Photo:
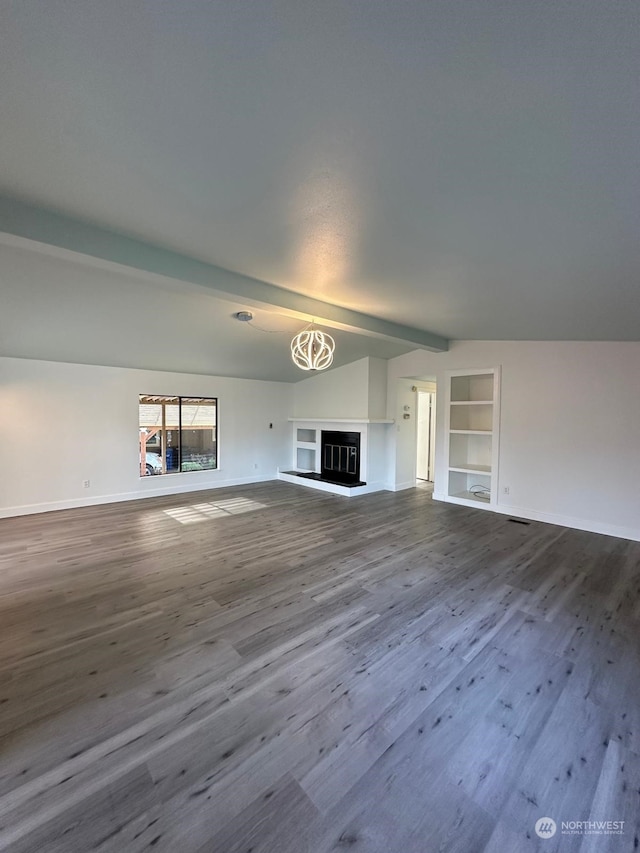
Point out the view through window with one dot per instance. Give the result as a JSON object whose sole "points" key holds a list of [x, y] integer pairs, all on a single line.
{"points": [[177, 434]]}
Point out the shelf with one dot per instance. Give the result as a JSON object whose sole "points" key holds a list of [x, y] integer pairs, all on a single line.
{"points": [[469, 497], [472, 436], [471, 469]]}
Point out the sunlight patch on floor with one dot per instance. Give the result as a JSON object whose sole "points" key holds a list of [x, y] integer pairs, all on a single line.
{"points": [[203, 511]]}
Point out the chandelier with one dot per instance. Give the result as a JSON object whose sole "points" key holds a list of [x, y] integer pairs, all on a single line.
{"points": [[312, 349]]}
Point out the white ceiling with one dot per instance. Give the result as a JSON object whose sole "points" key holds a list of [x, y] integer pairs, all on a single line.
{"points": [[83, 311], [468, 167]]}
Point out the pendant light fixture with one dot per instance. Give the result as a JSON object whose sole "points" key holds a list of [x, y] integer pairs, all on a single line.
{"points": [[312, 349]]}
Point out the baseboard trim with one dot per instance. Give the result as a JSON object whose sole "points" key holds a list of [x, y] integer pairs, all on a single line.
{"points": [[553, 518], [76, 503]]}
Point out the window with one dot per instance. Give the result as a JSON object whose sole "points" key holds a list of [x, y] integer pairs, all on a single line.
{"points": [[177, 434]]}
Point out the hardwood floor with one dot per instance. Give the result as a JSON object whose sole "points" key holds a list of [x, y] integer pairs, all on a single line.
{"points": [[269, 668]]}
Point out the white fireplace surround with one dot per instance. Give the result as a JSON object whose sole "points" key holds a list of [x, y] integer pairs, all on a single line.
{"points": [[306, 444]]}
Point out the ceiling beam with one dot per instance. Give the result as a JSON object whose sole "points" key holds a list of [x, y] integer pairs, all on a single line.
{"points": [[35, 224]]}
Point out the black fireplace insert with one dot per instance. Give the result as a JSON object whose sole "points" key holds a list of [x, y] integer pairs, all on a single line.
{"points": [[340, 457]]}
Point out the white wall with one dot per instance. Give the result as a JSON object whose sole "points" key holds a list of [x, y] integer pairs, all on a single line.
{"points": [[61, 424], [569, 434], [340, 393]]}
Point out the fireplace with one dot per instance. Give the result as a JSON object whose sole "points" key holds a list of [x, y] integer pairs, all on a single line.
{"points": [[340, 457]]}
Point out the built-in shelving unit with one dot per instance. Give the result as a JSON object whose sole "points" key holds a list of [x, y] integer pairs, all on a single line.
{"points": [[472, 436]]}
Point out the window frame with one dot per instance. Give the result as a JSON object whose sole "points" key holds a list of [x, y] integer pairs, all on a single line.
{"points": [[180, 400]]}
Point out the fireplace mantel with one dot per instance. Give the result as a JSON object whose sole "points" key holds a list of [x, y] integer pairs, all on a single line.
{"points": [[342, 420], [306, 452]]}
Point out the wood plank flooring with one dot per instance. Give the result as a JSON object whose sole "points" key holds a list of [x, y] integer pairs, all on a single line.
{"points": [[269, 669]]}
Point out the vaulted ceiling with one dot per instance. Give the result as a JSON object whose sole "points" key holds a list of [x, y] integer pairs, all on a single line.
{"points": [[466, 167]]}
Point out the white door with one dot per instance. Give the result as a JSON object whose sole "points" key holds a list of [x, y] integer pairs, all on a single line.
{"points": [[426, 435]]}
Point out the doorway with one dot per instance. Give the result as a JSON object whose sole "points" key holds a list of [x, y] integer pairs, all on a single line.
{"points": [[426, 426]]}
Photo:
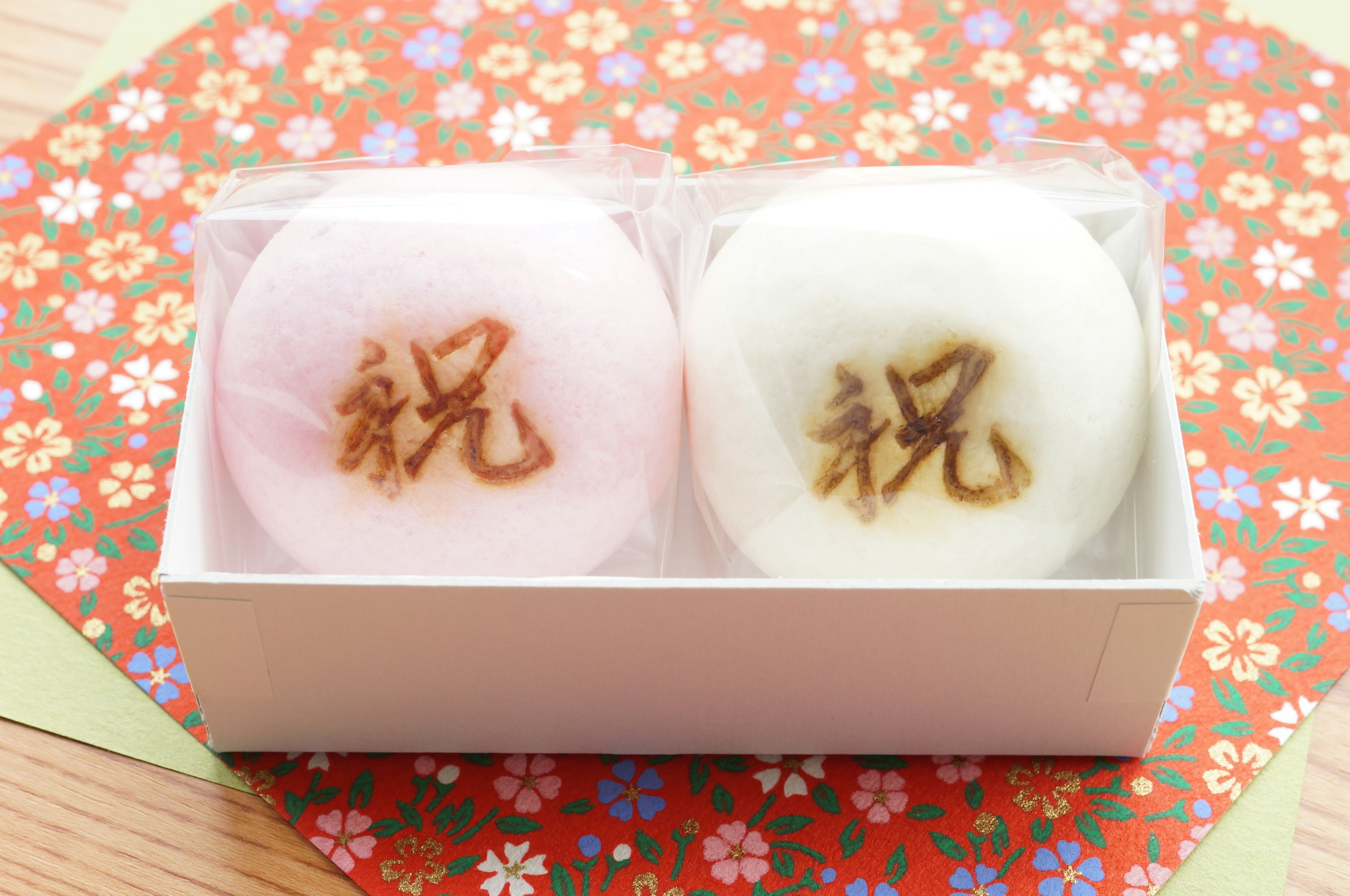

***

Give back each entry verbatim but drop its pictures.

### REPLY
Photo:
Point out the view through window with one dot per instance. Give the result as a JSON object whose sole "points" key holds a list of [x, y] integer pairs, all on a single line.
{"points": [[177, 434]]}
Point out the shelf with one dot per instance. Give the result as a JSON object whose sole "points" key holds a list of [x, y] integer pairs, all on a single line.
{"points": [[469, 497], [472, 436], [471, 469]]}
Point out the sunlight patch on floor with one dot per instance. Give the result as a JSON object whose sole "points" key holds a list of [x, y] integer pairs, all on a single line.
{"points": [[203, 511]]}
Point out the chandelier with one dot per instance. Give the result as a JSON object whose sole "points" key holds a list of [x, y] integer pairs, all on a single line.
{"points": [[312, 349]]}
Point out the white ceiling with one dot per instance. Give the result as a JSON object whose sole "points" key holds a list of [x, y] integer pairs, all on a single line.
{"points": [[83, 311], [468, 167]]}
Point out the pendant light fixture with one dot per instance. Give the result as a JSON object whose sole "points" key holds a list of [x, y] integer pairs, all on a single line.
{"points": [[312, 349]]}
Point out the baseboard trim with one dot per instance. Give the result as a JSON object whose sole "points" key holds a list of [x, y] integer pairs, all on a single line.
{"points": [[553, 518], [76, 503]]}
Point out the window with one dot per instance. Give the result as a JSON object whose sole "points" key holds a list of [x, y] integer pairs, all on a single line.
{"points": [[177, 434]]}
Point out the hardwood floor with one dot per instance. Give the result as a JSON object whose sole "points" key holds a list of [x, y] integer pairs, all on a single line.
{"points": [[269, 668]]}
Point out the white fireplace surround with one dot per instance. Give the result as a JSON object whose sole "points" key holds a list of [x, y] integer pairs, all on a single line.
{"points": [[306, 444]]}
Point out the ceiling beam with one dot per instance. Give the result as a JSON object whose sole "points" key holds a list of [x, y] integer pairs, all on a single line.
{"points": [[35, 224]]}
Point out the black fireplace insert with one dot per instance. Give the result as a JSON object whose sole "points" key holds a list of [x, y] integer pairs, all on a single line.
{"points": [[340, 457]]}
Point out the white wall with one dot per instance. Give the result as a JSON object whose sole "points" key holds a list of [x, y] integer pairs, all on a single line.
{"points": [[61, 424], [569, 434], [340, 393]]}
Point out the fireplace with one dot per instance. Give the result as a JSON object whose sole "points" key holds a list of [x, y] integer pairs, all on a single line.
{"points": [[340, 457]]}
Point out the built-in shelving unit with one dot per instance. Give the result as a JSON object whose sole "points" key holds a list of [x, y] integer pairs, all on a single line.
{"points": [[472, 436]]}
Point out the window frame with one dot per instance. Give the result as a JSON object whose sole "points" key holds a list of [x, y] integer pairs, all on a single line.
{"points": [[180, 400]]}
Point out the fireplace mantel with one dot per instance. Give the result as a JSON object whose sole "points" key holds a list of [x, y] integer pairs, all on a single line.
{"points": [[342, 420], [306, 452]]}
Point out the wood plank flooring with one dot per instance. Give the result as a JSON object whose sole "points" key holds a list of [x, y] integer pairs, all on a single line.
{"points": [[269, 669]]}
Point out the vaulted ceiling with one dot per instance. Give the result as a JSON object whose sole "points" key holds a list of [x, y] integer pairs, all on a single line.
{"points": [[466, 167]]}
Point out the white door with one dot per instance. Give the result as a JSON object whose sole "points" key holds a list of [x, y] integer pairs, all on a single line.
{"points": [[426, 435]]}
Point out the doorway with one dot per instance. Give the result as a JSON object whose sole "points" key holds a list of [x, y] integer pairs, all on a single line.
{"points": [[426, 426]]}
Photo:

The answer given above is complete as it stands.